--- start ---

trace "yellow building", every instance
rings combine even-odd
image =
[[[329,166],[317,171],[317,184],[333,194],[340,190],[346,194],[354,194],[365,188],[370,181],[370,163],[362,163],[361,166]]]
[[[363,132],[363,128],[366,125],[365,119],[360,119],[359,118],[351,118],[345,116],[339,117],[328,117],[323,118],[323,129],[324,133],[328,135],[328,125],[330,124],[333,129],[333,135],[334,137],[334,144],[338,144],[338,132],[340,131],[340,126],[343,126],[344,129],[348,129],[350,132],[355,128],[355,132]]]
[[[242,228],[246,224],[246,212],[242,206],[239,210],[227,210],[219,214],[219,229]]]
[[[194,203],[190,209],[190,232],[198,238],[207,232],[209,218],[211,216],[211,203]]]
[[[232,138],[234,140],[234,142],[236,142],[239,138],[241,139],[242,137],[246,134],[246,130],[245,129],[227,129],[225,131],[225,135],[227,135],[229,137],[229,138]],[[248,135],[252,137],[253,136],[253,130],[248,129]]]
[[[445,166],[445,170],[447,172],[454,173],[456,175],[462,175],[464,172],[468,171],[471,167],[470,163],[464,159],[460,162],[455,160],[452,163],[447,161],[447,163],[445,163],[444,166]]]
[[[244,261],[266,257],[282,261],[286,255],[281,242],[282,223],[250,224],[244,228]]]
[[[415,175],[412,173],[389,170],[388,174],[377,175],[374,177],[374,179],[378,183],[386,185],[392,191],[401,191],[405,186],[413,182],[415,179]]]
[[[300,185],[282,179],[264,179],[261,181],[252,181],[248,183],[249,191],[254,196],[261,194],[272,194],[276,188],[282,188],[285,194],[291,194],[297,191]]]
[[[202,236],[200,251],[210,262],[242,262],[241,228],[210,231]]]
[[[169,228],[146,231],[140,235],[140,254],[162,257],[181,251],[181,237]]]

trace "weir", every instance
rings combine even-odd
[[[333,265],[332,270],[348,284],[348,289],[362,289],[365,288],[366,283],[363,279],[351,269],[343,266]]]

--- end ---

■ Written exercise
Quote every line of the records above verbatim, from the first record through the last, without alteration.

■ Finished task
trace "yellow building", every instance
rings combine even-odd
image =
[[[329,166],[317,171],[317,184],[333,194],[340,190],[346,194],[354,194],[365,188],[370,181],[370,163],[362,163],[361,166]]]
[[[363,132],[363,128],[366,125],[365,119],[360,119],[359,118],[351,118],[345,116],[339,117],[328,117],[323,118],[323,129],[324,133],[328,135],[328,125],[330,124],[333,129],[333,135],[334,137],[334,144],[338,144],[338,132],[340,131],[340,126],[343,126],[344,129],[348,129],[350,132],[355,128],[355,132]]]
[[[242,228],[246,224],[246,212],[242,206],[239,210],[227,210],[219,214],[219,229]]]
[[[194,203],[190,209],[190,232],[198,238],[207,232],[209,218],[211,216],[211,203]]]
[[[232,138],[234,140],[234,142],[236,142],[239,138],[241,139],[242,137],[246,134],[246,130],[245,129],[227,129],[225,131],[225,135],[227,135],[229,137],[229,138]],[[248,135],[252,137],[253,136],[253,130],[248,129]]]
[[[445,166],[445,170],[447,172],[454,173],[456,175],[462,175],[464,172],[468,171],[471,167],[470,163],[464,159],[460,162],[455,160],[452,163],[447,161],[447,163],[445,163],[444,166]]]
[[[244,261],[266,257],[282,261],[286,255],[281,242],[282,223],[250,224],[244,228]]]
[[[415,175],[412,173],[389,170],[388,174],[377,175],[374,177],[374,179],[378,183],[386,185],[392,191],[401,191],[405,186],[413,182],[415,179]]]
[[[300,185],[282,179],[264,179],[261,181],[252,181],[248,183],[249,191],[254,196],[261,194],[272,194],[276,188],[282,188],[285,194],[291,194],[297,191]]]
[[[202,236],[200,251],[210,262],[242,262],[241,228],[210,231]]]
[[[169,228],[146,231],[140,235],[140,254],[162,257],[181,251],[181,237]]]

trace "weir", every instance
rings combine even-odd
[[[333,265],[332,270],[348,284],[348,289],[362,289],[365,288],[366,283],[363,279],[351,269],[343,266]]]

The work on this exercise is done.